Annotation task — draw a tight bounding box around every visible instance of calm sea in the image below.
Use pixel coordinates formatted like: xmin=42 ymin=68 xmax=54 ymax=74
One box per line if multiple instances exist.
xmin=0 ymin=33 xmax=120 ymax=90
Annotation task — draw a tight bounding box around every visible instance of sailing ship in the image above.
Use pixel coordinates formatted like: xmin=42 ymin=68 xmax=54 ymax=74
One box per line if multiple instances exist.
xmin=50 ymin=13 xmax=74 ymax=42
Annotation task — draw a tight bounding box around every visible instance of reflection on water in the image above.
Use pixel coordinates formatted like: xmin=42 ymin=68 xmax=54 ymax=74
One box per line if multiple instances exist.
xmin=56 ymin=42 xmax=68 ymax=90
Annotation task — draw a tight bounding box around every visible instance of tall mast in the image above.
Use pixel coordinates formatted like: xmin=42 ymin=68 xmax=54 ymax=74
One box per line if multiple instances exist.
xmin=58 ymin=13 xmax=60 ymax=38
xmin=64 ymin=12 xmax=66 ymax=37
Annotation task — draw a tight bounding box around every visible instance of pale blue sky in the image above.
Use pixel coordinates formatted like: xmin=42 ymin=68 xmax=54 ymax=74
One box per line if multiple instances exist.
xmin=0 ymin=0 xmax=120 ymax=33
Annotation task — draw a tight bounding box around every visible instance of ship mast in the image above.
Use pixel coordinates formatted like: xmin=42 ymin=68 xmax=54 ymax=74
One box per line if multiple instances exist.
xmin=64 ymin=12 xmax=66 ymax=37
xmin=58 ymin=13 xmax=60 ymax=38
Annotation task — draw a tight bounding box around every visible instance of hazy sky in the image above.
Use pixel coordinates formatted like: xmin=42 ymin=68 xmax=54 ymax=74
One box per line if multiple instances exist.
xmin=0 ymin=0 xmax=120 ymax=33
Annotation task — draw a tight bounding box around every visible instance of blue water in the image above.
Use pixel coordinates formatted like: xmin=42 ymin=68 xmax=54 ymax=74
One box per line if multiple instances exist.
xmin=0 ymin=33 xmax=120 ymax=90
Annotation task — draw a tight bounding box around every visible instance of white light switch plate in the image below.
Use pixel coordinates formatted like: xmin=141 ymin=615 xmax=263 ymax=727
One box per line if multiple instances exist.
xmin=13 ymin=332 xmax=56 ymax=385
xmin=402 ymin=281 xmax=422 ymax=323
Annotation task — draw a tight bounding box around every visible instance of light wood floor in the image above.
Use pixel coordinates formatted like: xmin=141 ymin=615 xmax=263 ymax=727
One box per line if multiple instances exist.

-------------------------

## [What the task asks]
Copy every line starting with the line that contains "ship in the image above." and going on through the line that contains "xmin=50 ymin=13 xmax=74 ymax=42", shifting each coordinate in the box answers up by 119. Leave all other lines unchanged.

## [Finished task]
Annotation task — draw a tight bounding box around every visible instance of sailing ship in the image above.
Use pixel coordinates formatted like: xmin=42 ymin=68 xmax=54 ymax=74
One box per line if multiple instances exist.
xmin=169 ymin=132 xmax=193 ymax=161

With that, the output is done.